From the entries below, extract every line that includes the word "mirror".

→ **Dataset records**
========
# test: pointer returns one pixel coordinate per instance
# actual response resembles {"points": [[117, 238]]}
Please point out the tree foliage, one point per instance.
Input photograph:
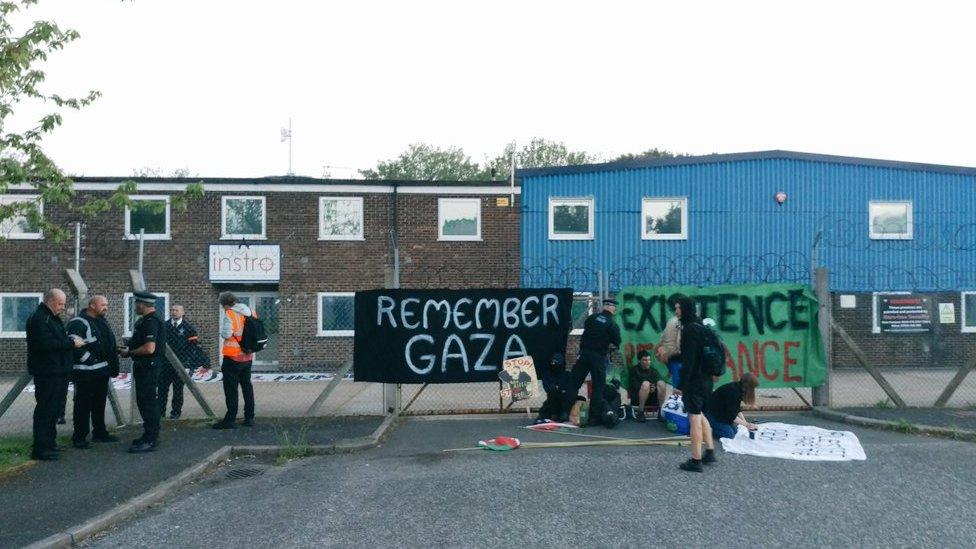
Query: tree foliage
{"points": [[22, 159]]}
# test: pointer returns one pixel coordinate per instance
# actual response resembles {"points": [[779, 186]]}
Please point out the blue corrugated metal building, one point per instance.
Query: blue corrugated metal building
{"points": [[751, 217]]}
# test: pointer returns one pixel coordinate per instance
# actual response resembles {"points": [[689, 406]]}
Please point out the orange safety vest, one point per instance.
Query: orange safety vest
{"points": [[232, 345]]}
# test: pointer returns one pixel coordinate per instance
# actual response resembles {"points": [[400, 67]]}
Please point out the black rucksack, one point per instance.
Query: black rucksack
{"points": [[713, 353], [254, 338]]}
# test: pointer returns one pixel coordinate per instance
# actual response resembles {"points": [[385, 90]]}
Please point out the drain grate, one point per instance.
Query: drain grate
{"points": [[244, 472]]}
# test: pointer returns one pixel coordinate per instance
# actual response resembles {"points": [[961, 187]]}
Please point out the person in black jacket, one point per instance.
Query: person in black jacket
{"points": [[696, 385], [599, 333], [49, 361], [145, 347], [94, 364], [182, 339]]}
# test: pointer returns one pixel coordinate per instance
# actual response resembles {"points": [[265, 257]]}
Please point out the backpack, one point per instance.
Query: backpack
{"points": [[254, 338], [713, 353]]}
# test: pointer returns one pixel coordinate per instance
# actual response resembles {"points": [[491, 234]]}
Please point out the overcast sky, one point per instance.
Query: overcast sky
{"points": [[207, 85]]}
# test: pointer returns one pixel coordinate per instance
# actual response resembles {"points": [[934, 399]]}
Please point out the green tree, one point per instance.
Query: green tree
{"points": [[538, 153], [424, 162], [649, 154], [22, 159]]}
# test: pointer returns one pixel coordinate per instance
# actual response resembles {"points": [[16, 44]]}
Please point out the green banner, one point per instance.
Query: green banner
{"points": [[770, 330]]}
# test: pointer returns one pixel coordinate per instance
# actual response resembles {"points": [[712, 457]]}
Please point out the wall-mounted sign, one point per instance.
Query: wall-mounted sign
{"points": [[905, 313], [237, 263]]}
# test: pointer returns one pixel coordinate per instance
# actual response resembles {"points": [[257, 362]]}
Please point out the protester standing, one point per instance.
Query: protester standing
{"points": [[696, 385], [94, 364], [49, 360], [236, 364], [599, 333], [181, 337], [145, 347]]}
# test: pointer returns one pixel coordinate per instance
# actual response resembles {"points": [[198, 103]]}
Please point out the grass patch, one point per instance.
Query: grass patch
{"points": [[292, 443], [904, 426], [14, 451]]}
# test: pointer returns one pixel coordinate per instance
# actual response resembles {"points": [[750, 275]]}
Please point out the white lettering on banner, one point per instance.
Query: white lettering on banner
{"points": [[236, 263], [429, 358], [800, 442], [479, 365], [463, 355]]}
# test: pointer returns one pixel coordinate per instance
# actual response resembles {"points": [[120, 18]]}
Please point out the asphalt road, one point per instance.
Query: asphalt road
{"points": [[911, 491], [52, 496]]}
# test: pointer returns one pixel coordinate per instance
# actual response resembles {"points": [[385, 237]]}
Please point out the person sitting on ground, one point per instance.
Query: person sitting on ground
{"points": [[644, 382], [724, 408], [555, 381]]}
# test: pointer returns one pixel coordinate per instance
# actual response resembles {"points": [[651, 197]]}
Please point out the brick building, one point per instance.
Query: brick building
{"points": [[295, 249]]}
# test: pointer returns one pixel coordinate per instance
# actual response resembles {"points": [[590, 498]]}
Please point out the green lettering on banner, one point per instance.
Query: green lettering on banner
{"points": [[770, 330]]}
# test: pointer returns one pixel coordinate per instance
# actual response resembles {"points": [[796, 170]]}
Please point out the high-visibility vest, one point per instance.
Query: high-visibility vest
{"points": [[232, 345]]}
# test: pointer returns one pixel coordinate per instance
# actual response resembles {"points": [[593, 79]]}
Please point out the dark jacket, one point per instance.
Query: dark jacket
{"points": [[48, 345], [599, 332], [99, 353]]}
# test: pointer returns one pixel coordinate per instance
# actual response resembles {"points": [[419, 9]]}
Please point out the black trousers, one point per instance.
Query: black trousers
{"points": [[91, 393], [145, 373], [167, 377], [595, 364], [237, 374], [48, 390]]}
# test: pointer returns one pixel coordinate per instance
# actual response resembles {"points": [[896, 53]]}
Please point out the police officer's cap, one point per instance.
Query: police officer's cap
{"points": [[145, 297]]}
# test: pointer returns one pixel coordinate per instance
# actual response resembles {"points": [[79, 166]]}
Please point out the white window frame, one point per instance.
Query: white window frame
{"points": [[962, 309], [683, 235], [125, 310], [17, 335], [440, 219], [571, 201], [9, 199], [909, 235], [332, 333], [224, 235], [128, 211], [362, 219]]}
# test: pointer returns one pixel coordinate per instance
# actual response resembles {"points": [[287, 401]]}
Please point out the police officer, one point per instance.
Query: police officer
{"points": [[145, 347], [182, 338], [599, 332]]}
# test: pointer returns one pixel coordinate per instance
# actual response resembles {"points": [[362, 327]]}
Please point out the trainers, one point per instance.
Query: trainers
{"points": [[105, 438], [142, 448]]}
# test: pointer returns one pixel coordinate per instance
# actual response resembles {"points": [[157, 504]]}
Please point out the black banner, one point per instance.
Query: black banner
{"points": [[456, 336]]}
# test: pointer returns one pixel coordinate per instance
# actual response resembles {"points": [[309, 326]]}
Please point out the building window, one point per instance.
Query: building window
{"points": [[129, 311], [20, 226], [890, 220], [570, 219], [584, 304], [243, 217], [340, 218], [664, 219], [968, 311], [14, 311], [459, 219], [149, 213], [336, 314]]}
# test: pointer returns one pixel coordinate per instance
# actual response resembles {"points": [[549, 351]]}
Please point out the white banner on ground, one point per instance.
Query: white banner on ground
{"points": [[800, 442], [203, 375]]}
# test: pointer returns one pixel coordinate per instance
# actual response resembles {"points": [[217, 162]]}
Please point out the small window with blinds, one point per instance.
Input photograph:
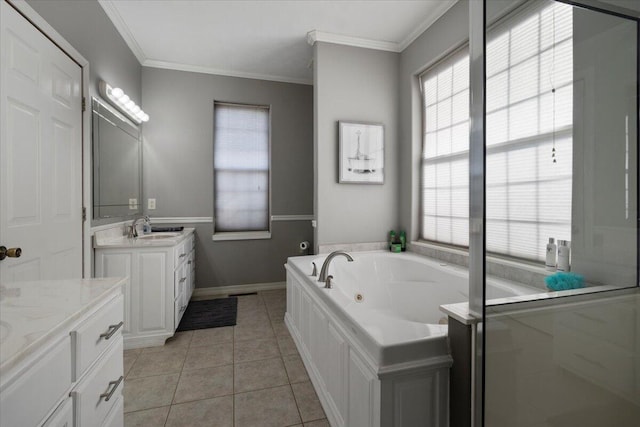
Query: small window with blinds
{"points": [[241, 171], [529, 121]]}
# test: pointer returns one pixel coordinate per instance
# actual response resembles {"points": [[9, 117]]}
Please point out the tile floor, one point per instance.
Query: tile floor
{"points": [[248, 375]]}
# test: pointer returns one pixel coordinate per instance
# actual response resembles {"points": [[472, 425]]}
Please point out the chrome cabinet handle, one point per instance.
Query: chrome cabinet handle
{"points": [[109, 393], [112, 330], [11, 252]]}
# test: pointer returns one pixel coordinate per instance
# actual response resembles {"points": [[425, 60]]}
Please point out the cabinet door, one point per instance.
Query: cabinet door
{"points": [[63, 416], [152, 277], [192, 272]]}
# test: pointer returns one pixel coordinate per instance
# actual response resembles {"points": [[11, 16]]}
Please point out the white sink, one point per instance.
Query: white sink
{"points": [[159, 235]]}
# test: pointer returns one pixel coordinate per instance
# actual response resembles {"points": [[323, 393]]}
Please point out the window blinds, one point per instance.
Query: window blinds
{"points": [[241, 168], [529, 96]]}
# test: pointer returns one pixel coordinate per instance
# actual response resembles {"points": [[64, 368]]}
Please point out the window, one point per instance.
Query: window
{"points": [[528, 136], [241, 171]]}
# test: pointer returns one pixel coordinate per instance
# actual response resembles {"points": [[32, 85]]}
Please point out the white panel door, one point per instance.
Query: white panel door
{"points": [[40, 154]]}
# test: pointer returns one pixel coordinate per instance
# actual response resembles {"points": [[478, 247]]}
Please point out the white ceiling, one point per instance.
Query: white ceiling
{"points": [[263, 39]]}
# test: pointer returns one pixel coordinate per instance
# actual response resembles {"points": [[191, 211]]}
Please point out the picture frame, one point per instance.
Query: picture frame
{"points": [[360, 153]]}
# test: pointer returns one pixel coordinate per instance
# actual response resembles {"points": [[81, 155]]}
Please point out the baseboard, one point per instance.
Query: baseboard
{"points": [[221, 291]]}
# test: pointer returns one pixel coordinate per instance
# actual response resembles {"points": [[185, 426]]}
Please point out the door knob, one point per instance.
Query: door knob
{"points": [[11, 252]]}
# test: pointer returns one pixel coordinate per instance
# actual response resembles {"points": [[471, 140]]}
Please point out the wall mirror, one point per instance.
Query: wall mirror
========
→ **Completed task**
Please point out the wall mirror, one point per instance.
Query: wall mirror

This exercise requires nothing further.